72e CONGRES FNSEA
Stéphane Travert manque d'arguments faute de budget

Le 72e congrès de la FNSEA s'est achevé sur les discours de Stéphane Travert, ministre de l'Agriculture et de l'Alimentation, et de Christiane Lambert, présidente de la fédération, qui a bousculé le protocole. Les sujets de discorde n'ont pas manqué.
Stéphane Travert manque d'arguments faute de budget

À Tours, le ministre de l'Agriculture Stéphane Travert semblait une nouvelle fois mis, par son gouvernement, dans l'incapacité de répondre budgétairement aux attentes de la FNSEA, qui demande, sous divers moyens, que l'on redonne des latitudes financières aux exploitations françaises, pour être plus compétitives et investir. Sur l'assurance récolte, la présidente de la FNSEA demandait que la France utilise la possibilité donnée par le règlement européen Omnibus d'abaisser le seuil de déclenchement subventionnable à 20 % et d'augmenter le taux d'aide jusqu'à 70 %.

S. Travert : « Toutes ces demandes ont un coût »

Le ministre de l'Agriculture a expliqué qu'il entendait bien mais ne donnerait pas suite aux demandes récurrentes sur l'abaissement des seuils de déclenchement de l'assurance récolte ou le rehaussement des taux de subvention. « Toutes ces demandes ont un coût, a-t-il expliqué. Je ne donnerai pas suite aux demandes formulées dans le cadre de cette période de programmation ». Déception de la FNSEA : « Cela n'a pas un coût exorbitant, il faut le mettre en œuvre pour la prochaine campagne », insiste Christiane Lambert. Sur le plan d'investissement de 5 milliards d'euros, le ministre de l'Agriculture s'est évertué à convaincre les congressistes qu'il était consistant, qu'il comprenait « des financements importants [...] maintenus sous la forme de subventions ». En vain. « C'est flou, s'exaspère Christiane Lambert, en conférence de presse. Il répète et répète à l'envi « 5 milliards, 5 milliards », mais il n'y a aucun argent frais, c'est recyclé. Ce sont des dispositifs de garantie, mais ce n'est pas de l'argent frais. Cela risque de faire pschittt !

» **À FAIRE**: Écrivez la suite de l'article sur le 72e congrès de la FNSEA, juste après sa dernière phrase.

» **EXTRAIT DES DONNÉES**:
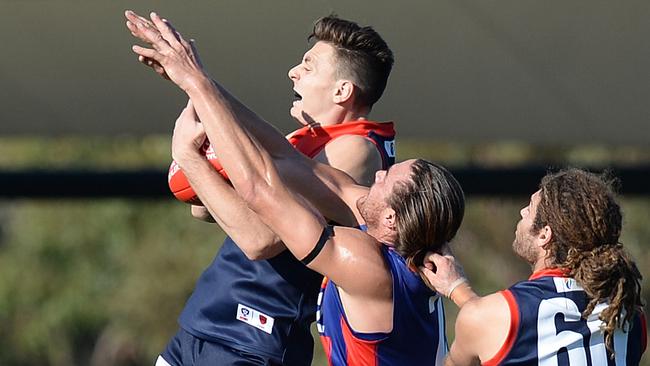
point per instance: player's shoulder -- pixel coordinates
(492, 307)
(352, 141)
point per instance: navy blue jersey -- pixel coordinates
(547, 327)
(266, 307)
(418, 334)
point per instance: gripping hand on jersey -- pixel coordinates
(446, 276)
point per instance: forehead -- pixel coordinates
(402, 169)
(319, 52)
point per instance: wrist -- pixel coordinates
(197, 84)
(187, 156)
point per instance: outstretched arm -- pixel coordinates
(326, 191)
(253, 173)
(221, 201)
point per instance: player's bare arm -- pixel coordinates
(275, 143)
(355, 155)
(253, 174)
(482, 327)
(222, 204)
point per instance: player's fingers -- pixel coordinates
(165, 30)
(195, 53)
(147, 53)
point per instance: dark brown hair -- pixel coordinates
(429, 209)
(362, 55)
(585, 221)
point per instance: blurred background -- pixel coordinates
(497, 87)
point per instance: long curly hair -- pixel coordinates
(585, 219)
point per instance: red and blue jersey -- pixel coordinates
(547, 327)
(418, 334)
(266, 307)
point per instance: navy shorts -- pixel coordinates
(184, 349)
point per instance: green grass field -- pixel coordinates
(101, 282)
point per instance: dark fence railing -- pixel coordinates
(152, 184)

» **RÉPONSE**:
Fiscalité : qu'elle serve « la relance de la compétitivité »

Même lorsque l'État crée un dispositif en faveur des agriculteurs, comme c'est le cas pour l'assurance chômage étendue dans le secteur agricole, la FNSEA reste dubitative. « Il va créer une assurance chômage qui va créer 4 points de cotisations sociales alors qu'il a déjà retiré 7 % de compétitivité puisqu'il a déjà supprimé les 7 points qu'avait donnés Manuel Valls », estime la présidente de la FNSEA. Le gouvernement dément et assure qu'à court terme, la création de cette assurance est financée uniquement par la hausse de la CSG, assise sur l'ensemble des revenus des Français. La FNSEA précise que sa crainte réside dans le déficit de la caisse d'assurance chômage. Elle redoute que les agriculteurs ne doivent à terme la combler. La FNSEA a donc affiché des demandes fortes pour le prochain projet de loi de finances, notamment après que le ministre de l'Économie a pris l'initiative de lancer un chantier spécifique sur la fiscalité agricole. « L'objectif de cette réforme devra être la relance de la compétitivité », lance Christiane Lambert, avant de s'inquiéter de rumeurs concernant les exonérations de la taxe intérieure de consommation sur les produits énergétiques (TICPE) ou des plus-values.

Zones défavorisées : pas de « compensation à l'euro près »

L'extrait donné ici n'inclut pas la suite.